Text provided ->
=-=-=-=-=
There are several turns before arriving in Venda do Negro, all well marked.
Following the road for 100m to the first bend reveals several dirt tracks to the right and a broken camino sign. It is of the post-and-tile kind, and the tile has been removed. The desired track is the rightmost one.
You can alternatively take the road, which is marked with the old camino arrows to Gramatinha, and then to Casais Maduros.
The dirt track that you turned right on will take you to the road and to Casal do Soeiro. Several more arrows along the way are missing, but the way is clear when you remember that you should NOT walk on the road. Several pleasant tracks bypass the road all the way into town. On particularly wet or rainy days, there is no harm in sticking to the road so long as you mind the minor traffic.
Pass straight through Venda do Negro, turning left at the fork in the road at the far end of town.
In the village, turn right onto the road that shows Casal Maduros and Casal do Soeiro.
Coming into town along the road is OK, but once you get there you will find that the arrows have been removed. Turn left after the church; the camino rejoins the trail in 20m and the country track resumes.
It is pleasant walking along these trails. When you emerge onto the main road, there is a sign on your left indicating Ansião and another on your right indicating Loagoa da Ameixieria.
The center of Ansião is still 1.3km away, turn left to get there, but read carefully the notes about what to do next.
Plenty of services in town, including the excellent Adega Tipica restaurant. The Solar da Rainha is 600m beyond the rivver crossing at the far end of town.
Where the camino arrives at the main road into Ansião it DOES NOT follow the road.
Instead, it turns left onto a side trail and bypasses the road traffic. The turn off is poorly marked but can be identified by the very small capilla that abuts the road.
The Ascension is celebrated on May 25th.
Leave town across the Ponte da Cal, over the Rio Nabão (whose river-like qualities vary with the season).
The camino takes you through the outskirts of Ansião; passing some suburbs and a large soccer field. The signs are visible all the way to Bate Agua.
The camino in Bate Agua is marked in two directions: the old way along the road and the new way through country paths, much like the options when leaving Venda do Negro.
The preferred path is always the one that takes you away from motorized traffic. In Bate Agua, that means keeping on straight when you get there (the other option being to turn left and follow the old arrows along the road into Netos; a viable option and perhaps the preferred one if there have been heavy rains). Arriving at the first fork, turn left and immediately left again onto a footpath. You will rejoin another small road in a short distance, turn right and follow the curve of the road but you don’t stay on it long so keep an eye open for where the trail diverges again on your left. At the next intersection with a dirt track, turn left and then keep right at a fork a few meters on. This will bring you to a paved road where you turn left and walk into Netos.
Pass straight through town, turning left at the last house.
Gas station with café.
Avoid the temptation to follow other pilgrims that might be turning right at the large intersection in Venda do Brasil, faded arrows and older guidebooks describe that as the way. The safer and more pilgrim friendly option is to keep on straight past the gas station on your right-hand side.
150m beyond the gas station a gravel road marked Casais Granja takes you up uphill.
At the first fork keep right.
At the next T-intersection turn right.
At the next fork turn right.
And then shortly after turn left to go behind a house.
The camino rejoins the main road briefly, only to turn left off the road again.
This is the new camino, and it avoids both the road and the next town of Junqueira even more than the old camino. Shortly before arriving at Junqueira it turns off to the left once more and back onto a gravel track.
=-=-=-=-=
Data shown ->
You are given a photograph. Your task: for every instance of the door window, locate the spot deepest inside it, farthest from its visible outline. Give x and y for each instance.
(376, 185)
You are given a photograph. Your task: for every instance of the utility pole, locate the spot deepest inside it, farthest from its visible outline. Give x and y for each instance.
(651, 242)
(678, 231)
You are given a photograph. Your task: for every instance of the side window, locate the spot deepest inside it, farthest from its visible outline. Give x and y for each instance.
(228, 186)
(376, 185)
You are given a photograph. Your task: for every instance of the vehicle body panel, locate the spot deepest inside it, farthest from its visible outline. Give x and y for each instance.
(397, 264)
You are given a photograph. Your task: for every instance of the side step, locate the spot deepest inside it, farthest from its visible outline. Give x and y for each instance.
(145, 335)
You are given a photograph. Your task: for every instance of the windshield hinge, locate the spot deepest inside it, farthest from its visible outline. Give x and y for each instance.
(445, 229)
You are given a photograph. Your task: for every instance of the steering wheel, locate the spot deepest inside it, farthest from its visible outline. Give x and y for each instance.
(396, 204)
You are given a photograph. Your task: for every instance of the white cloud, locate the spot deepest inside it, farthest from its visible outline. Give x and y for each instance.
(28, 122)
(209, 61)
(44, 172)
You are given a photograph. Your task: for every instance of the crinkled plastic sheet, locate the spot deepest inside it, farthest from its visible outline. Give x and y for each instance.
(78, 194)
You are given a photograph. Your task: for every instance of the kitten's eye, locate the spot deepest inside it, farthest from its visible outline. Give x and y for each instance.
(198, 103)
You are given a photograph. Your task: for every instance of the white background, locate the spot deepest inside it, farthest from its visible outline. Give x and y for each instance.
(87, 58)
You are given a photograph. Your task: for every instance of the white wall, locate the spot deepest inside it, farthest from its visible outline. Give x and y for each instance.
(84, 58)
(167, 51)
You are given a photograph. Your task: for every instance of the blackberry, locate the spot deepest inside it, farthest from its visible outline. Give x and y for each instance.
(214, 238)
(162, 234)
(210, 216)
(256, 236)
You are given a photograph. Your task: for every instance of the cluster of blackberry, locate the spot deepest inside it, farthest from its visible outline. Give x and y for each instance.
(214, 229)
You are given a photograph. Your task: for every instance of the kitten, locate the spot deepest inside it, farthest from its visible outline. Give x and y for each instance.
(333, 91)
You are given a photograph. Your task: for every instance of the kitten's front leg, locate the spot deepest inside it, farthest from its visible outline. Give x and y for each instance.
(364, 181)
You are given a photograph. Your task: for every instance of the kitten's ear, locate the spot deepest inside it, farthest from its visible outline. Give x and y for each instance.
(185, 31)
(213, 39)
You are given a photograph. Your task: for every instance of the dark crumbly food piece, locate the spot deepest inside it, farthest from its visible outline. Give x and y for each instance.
=-=-=-=-=
Task 1 ->
Write out the passage of the camino directions starting with "Avoid the temptation" and going on through "the road again.".
Task 2 ->
In the camino directions, how far beyond the gas station does the gravel road marked Casais Granja start?
Rely only on the camino directions.

Exercise output 1 ->
Avoid the temptation to follow other pilgrims that might be turning right at the large intersection in Venda do Brasil, faded arrows and older guidebooks describe that as the way. The safer and more pilgrim friendly option is to keep on straight past the gas station on your right-hand side.
150m beyond the gas station a gravel road marked Casais Granja takes you up uphill.
At the first fork keep right.
At the next T-intersection turn right.
At the next fork turn right.
And then shortly after turn left to go behind a house.
The camino rejoins the main road briefly, only to turn left off the road again.

Exercise output 2 ->
150m beyond the gas station.